> Job
Rewrite every line below in full, adding 59 to each number in the coordinate pairs and leaving all other text as it is.

> Dataset extract
'''

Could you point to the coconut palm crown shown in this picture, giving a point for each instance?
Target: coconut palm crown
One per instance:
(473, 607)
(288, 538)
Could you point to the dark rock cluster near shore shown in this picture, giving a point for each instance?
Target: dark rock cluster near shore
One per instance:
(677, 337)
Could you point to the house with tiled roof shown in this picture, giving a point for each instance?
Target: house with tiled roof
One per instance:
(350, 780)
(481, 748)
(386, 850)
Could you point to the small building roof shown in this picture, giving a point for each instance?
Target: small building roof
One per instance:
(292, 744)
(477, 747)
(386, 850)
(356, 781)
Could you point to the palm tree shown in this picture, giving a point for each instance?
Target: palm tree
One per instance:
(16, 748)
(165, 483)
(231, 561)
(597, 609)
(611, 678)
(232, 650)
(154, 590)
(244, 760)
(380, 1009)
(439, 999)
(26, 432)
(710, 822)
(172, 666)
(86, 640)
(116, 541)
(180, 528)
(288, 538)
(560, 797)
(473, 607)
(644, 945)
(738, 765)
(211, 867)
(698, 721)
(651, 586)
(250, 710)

'''

> Solution to this exercise
Could you point to the coconut palm crown shown in this picture, giving a point for each instance?
Target: coconut palm crown
One per instance:
(532, 666)
(347, 597)
Could you point to the dark rock cluster near shore shown in this picture, giving a point for each instance?
Target: dark rock cluster near shore
One per instance:
(736, 396)
Could you point to the house with tiled roof shown in this picture, giving a point for each instance?
Target: house with tiled roof
One per instance:
(409, 839)
(540, 807)
(445, 909)
Could you point to the small building roof shown in this picture, giving a point for each instance?
Target: small building roof
One per instance:
(351, 803)
(536, 806)
(445, 909)
(415, 840)
Could you point to the palm tree shown in this picture, giving a point for each instance?
Target: palm tree
One per instance:
(75, 807)
(224, 542)
(290, 620)
(656, 668)
(670, 737)
(291, 709)
(213, 649)
(303, 819)
(439, 1068)
(498, 1058)
(85, 491)
(769, 881)
(231, 725)
(145, 699)
(175, 600)
(239, 587)
(347, 597)
(619, 856)
(532, 666)
(703, 1004)
(797, 824)
(270, 926)
(757, 780)
(710, 645)
(309, 769)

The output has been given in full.